* BEGIN Dataset entries *
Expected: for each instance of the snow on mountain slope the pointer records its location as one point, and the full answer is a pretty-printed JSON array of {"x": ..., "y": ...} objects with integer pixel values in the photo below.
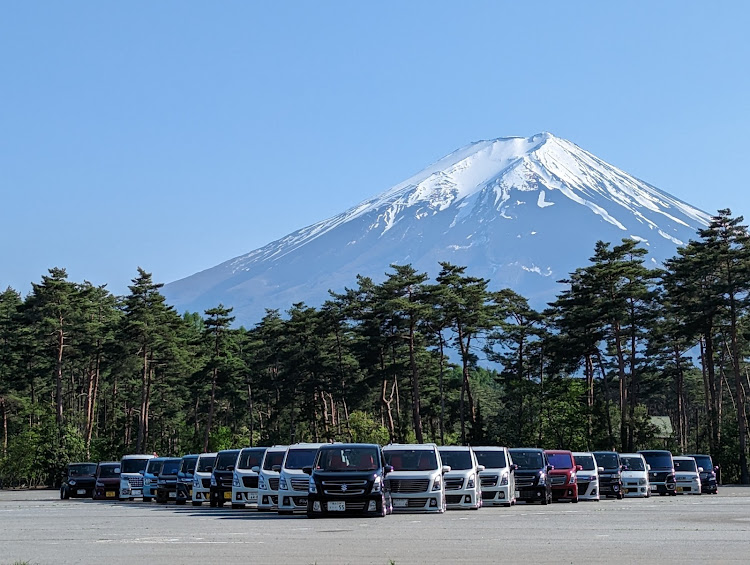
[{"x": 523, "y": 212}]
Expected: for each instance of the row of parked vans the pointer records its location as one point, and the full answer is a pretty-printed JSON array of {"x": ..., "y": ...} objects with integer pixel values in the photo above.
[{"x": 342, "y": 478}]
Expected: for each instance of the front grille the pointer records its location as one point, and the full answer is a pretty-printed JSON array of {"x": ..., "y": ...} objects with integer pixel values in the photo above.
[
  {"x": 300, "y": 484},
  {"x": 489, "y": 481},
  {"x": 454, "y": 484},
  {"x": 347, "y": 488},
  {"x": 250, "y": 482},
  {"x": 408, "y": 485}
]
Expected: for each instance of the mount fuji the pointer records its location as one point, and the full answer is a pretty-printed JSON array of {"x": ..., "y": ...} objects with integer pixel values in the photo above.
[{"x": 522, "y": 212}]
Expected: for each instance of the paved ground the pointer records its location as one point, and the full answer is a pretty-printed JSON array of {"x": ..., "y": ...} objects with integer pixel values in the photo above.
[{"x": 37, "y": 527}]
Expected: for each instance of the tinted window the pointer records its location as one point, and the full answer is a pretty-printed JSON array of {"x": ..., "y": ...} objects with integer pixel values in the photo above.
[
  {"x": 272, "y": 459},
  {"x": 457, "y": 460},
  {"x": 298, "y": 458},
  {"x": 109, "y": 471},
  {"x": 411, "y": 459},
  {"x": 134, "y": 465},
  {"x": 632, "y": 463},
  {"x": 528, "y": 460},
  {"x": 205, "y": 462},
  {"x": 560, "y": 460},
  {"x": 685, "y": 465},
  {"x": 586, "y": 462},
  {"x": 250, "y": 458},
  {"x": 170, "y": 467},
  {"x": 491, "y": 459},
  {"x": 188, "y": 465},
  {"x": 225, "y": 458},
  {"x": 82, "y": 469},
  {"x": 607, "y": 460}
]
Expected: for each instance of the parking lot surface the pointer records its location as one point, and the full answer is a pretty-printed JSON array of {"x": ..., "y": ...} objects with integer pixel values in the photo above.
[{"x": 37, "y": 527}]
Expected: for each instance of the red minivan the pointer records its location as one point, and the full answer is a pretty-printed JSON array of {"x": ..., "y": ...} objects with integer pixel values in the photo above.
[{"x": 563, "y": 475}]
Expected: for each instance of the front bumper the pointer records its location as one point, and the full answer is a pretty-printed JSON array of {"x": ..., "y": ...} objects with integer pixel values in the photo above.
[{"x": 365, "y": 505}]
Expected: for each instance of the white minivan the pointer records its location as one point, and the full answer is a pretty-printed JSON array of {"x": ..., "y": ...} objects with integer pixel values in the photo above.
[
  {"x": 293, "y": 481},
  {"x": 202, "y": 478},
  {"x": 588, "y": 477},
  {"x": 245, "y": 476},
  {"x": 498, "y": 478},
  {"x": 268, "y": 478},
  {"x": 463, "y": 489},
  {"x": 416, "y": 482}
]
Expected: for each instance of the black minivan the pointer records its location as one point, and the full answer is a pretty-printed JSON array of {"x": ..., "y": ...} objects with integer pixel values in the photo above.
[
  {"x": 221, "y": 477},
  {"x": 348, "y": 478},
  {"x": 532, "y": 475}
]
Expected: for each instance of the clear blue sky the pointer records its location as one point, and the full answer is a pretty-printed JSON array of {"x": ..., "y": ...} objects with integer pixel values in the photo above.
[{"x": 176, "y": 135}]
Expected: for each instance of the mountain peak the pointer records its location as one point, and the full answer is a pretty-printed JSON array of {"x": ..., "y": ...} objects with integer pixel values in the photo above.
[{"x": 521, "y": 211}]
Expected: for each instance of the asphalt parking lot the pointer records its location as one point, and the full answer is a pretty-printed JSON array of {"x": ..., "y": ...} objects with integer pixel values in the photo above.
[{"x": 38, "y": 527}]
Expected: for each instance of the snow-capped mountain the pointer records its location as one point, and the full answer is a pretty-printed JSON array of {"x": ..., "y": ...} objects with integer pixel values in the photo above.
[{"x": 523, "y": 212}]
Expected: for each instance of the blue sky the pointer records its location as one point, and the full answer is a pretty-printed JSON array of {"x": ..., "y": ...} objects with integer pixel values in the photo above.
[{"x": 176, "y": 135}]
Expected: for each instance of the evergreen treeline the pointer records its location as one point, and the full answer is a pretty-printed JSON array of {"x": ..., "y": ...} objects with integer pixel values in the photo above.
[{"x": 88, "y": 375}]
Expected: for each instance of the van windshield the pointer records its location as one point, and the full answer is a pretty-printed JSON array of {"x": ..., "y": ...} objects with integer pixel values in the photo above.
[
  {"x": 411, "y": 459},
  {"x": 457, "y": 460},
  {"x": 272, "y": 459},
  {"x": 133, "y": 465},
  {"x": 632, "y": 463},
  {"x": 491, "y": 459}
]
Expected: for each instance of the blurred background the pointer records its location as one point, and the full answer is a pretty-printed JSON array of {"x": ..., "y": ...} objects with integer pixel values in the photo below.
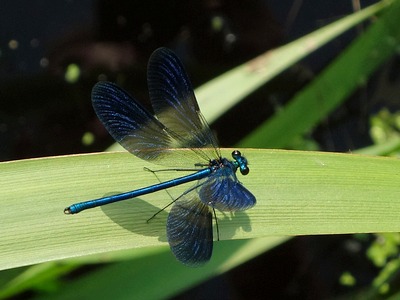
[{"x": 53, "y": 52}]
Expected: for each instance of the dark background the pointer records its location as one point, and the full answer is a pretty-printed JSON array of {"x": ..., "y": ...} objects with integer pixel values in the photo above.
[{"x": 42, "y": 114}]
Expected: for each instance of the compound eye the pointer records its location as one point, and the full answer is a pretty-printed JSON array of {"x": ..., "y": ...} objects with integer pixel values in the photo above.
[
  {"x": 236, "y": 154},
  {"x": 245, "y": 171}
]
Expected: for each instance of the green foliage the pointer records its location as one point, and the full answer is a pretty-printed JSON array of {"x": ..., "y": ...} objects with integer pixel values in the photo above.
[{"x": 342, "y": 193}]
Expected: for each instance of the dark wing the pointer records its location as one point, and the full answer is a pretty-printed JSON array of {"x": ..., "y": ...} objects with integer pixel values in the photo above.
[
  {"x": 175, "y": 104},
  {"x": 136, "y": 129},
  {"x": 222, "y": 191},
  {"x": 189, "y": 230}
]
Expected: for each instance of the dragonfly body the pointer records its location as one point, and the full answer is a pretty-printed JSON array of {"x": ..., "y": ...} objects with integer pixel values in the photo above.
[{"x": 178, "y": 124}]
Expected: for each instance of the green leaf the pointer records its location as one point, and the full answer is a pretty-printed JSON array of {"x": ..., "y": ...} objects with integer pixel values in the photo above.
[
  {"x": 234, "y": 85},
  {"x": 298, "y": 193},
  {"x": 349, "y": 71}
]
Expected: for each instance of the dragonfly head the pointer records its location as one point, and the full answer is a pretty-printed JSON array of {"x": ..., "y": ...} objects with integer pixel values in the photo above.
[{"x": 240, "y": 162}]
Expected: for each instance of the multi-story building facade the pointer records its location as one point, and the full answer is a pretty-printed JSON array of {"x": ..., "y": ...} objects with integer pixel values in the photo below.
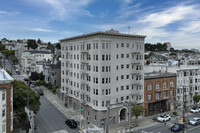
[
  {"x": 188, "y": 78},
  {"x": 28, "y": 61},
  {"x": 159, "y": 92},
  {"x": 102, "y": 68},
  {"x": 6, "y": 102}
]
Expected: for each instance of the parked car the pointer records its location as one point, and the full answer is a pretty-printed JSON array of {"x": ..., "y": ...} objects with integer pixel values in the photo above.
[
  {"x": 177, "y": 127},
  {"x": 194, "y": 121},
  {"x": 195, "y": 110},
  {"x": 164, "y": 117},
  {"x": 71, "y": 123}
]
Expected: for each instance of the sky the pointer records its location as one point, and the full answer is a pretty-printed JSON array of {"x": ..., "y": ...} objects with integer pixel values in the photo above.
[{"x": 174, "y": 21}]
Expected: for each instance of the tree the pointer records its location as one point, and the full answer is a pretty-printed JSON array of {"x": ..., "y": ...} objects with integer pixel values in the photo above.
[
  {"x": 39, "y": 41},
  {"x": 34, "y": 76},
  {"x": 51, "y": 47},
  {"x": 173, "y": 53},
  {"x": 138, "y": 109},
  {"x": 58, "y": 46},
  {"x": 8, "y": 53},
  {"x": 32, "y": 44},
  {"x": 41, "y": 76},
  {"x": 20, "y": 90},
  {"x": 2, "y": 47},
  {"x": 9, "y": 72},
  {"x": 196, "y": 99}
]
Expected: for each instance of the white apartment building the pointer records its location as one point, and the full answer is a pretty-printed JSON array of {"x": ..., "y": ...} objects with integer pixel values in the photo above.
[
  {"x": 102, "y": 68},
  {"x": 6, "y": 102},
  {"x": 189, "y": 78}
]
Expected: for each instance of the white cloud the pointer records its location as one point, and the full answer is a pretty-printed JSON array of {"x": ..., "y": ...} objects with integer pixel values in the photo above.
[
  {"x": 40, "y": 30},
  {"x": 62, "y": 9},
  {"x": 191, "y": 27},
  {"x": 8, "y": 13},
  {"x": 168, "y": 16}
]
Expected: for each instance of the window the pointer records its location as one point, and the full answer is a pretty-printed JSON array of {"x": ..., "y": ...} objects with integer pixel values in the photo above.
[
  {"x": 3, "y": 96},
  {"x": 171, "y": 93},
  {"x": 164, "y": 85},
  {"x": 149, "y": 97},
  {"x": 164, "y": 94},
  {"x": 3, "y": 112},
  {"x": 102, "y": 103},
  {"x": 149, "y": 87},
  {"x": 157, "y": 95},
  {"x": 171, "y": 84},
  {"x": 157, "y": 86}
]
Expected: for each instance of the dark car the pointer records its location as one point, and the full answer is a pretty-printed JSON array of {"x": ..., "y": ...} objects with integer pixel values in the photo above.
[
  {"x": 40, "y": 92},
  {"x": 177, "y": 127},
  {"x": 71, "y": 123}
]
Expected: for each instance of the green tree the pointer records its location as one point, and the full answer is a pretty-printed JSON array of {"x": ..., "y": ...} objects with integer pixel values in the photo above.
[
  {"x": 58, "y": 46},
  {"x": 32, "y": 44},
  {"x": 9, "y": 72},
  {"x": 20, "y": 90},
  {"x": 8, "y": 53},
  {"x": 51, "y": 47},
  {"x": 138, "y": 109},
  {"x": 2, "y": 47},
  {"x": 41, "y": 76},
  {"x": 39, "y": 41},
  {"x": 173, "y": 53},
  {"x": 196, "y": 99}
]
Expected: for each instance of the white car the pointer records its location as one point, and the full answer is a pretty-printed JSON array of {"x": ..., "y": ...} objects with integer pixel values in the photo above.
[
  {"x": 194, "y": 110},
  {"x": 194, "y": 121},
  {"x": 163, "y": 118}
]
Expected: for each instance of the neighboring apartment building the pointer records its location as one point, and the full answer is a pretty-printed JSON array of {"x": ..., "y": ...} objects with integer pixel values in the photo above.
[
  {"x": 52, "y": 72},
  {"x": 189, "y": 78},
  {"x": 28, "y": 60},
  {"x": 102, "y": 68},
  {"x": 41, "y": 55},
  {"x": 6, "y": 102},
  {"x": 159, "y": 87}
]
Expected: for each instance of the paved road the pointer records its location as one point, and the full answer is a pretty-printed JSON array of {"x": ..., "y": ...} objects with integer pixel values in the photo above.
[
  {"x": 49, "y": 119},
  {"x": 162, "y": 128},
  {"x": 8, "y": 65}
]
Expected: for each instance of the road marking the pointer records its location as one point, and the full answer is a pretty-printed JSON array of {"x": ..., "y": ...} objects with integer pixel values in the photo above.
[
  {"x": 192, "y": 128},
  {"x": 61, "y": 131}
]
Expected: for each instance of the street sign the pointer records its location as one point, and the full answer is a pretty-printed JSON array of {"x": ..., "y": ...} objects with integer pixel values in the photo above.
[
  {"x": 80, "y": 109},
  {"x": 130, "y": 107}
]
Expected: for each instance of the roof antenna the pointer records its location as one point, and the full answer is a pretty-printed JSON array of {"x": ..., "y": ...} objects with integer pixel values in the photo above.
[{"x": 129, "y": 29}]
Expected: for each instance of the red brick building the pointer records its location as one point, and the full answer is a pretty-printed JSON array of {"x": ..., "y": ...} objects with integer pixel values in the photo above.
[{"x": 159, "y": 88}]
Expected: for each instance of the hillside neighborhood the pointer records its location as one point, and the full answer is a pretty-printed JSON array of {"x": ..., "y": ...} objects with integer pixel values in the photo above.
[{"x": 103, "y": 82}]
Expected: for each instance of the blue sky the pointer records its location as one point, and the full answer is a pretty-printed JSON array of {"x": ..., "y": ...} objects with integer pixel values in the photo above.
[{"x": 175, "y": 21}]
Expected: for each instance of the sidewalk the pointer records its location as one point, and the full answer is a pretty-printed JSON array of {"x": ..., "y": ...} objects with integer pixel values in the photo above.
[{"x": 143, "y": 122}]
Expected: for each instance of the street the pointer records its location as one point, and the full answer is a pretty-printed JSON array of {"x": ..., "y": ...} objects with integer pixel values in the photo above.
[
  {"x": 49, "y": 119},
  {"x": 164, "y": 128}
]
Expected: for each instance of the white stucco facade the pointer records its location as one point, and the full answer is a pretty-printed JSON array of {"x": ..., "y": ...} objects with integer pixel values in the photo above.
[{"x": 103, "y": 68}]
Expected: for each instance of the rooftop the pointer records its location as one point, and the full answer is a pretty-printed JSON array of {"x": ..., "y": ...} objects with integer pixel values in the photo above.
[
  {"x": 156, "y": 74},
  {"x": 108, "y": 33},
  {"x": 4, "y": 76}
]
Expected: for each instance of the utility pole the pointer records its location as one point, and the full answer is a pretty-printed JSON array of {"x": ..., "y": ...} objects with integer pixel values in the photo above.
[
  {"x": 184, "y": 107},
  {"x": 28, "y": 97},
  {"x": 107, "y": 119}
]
* END Dataset entries *
● **Instructions for the task**
Change "pointer" to "marker" throughout the stretch of the listing from the line containing "Expected: for each instance of the white stucco" through the end of the listing, leaving everything else unchanged. Give back only that stretch.

● **Exercise output**
Expected: for each instance of the white stucco facade the marker records its location as one point, and the full answer is a pretty-printed JSON array of {"x": ..., "y": ...} objects with integer pixel values in the photo above.
[{"x": 103, "y": 68}]
Expected: for each instance of the rooftop the marker records its location as one point, and the full answer is a pretty-printed JSON array of {"x": ..., "y": ...} objects with integer pixel values in the photo above.
[
  {"x": 156, "y": 74},
  {"x": 108, "y": 33},
  {"x": 4, "y": 76}
]
Expected: for each instance of the utility pole the marker records its location as one point, and the full answer is a pretty-printed JSON array of {"x": ..., "y": ...} objects with integer pixel values in the photo above.
[
  {"x": 184, "y": 107},
  {"x": 28, "y": 97},
  {"x": 107, "y": 119}
]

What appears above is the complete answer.